Your assignment -
Print the data once more, exactly as supplied.

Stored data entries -
*** Block opens ***

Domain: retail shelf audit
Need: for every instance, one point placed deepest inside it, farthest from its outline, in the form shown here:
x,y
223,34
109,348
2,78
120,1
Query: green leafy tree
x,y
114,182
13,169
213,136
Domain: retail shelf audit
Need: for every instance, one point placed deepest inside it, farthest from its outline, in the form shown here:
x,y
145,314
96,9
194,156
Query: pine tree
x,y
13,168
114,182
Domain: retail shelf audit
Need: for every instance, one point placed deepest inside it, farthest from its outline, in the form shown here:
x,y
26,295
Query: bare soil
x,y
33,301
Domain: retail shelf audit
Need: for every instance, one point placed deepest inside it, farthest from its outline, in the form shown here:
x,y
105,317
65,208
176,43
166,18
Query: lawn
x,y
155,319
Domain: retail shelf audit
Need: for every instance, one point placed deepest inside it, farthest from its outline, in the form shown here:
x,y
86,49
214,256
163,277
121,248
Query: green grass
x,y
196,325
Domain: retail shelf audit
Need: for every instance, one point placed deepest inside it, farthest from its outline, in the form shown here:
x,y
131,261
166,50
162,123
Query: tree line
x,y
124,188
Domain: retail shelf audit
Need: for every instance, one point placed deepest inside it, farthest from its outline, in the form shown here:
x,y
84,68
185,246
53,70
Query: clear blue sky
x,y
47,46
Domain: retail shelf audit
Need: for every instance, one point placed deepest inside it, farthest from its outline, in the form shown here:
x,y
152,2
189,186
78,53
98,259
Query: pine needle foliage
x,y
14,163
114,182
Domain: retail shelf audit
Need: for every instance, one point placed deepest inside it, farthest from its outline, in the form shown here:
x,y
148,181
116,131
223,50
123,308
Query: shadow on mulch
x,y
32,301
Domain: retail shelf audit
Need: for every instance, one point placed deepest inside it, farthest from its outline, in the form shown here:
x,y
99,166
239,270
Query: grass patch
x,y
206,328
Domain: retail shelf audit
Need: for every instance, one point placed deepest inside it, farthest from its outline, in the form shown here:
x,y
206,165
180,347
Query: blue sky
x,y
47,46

*** Block closes ***

Reply to the task -
Domain: retail shelf audit
Need: for every instance, one point placed deepest inside it, farthest from its outline, in the form shown here:
x,y
223,34
109,348
2,78
120,1
Query: green leafy tree
x,y
114,182
13,169
213,136
Domain: retail shelf audit
Need: for every instance, one point placed deepest inside it, farthest from its outline, in the form shown here:
x,y
145,314
96,9
194,156
Query: pine tree
x,y
13,168
114,182
Domain: retail shelf audit
Need: for every instance, one point placed deepest inside it, farthest from its outline, in the form shown here:
x,y
26,295
Query: bare soil
x,y
33,301
Domain: retail shelf audit
Need: for every instance, one point placed deepest inside it, farthest from its outline, in the form shown here:
x,y
105,317
65,208
176,43
166,18
Query: lawn
x,y
155,319
Domain: retail shelf audit
Need: for every instance, one point placed deepest inside it, farthest from its outline, in the form shown here:
x,y
86,49
214,256
163,277
121,248
Query: green grass
x,y
196,325
Domain: retail shelf audit
Need: for every instance, one point placed deepest inside it, farthest from its outline, in the form shown here:
x,y
131,261
166,50
162,123
Query: tree line
x,y
124,188
Domain: retail shelf audit
Need: for every instance, one point placed deepest inside it, farthest from its outline, in the form shown here:
x,y
84,68
185,246
53,70
Query: clear blue sky
x,y
47,46
Domain: retail shelf audit
Need: for every instance, one point placed deepest inside it, farthest from its outline, in the form shown here:
x,y
152,2
189,186
78,53
98,259
Query: pine needle foliage
x,y
14,163
114,182
Domain: retail shelf audit
Need: for every instance, one point placed deepest inside it, farthest from its outline, in the form shown here:
x,y
148,181
116,131
223,50
123,308
Query: shadow on mulch
x,y
32,301
Domain: retail shelf audit
Need: for every instance, one point placed deepest inside it, farthest from its outline, in the form shown here:
x,y
99,166
239,270
Query: grass patch
x,y
206,328
Domain: retail shelf audit
Need: for every instance, one point placed deepest inside it, farthest from its outline, in the form shown here:
x,y
206,165
180,347
Query: blue sky
x,y
47,46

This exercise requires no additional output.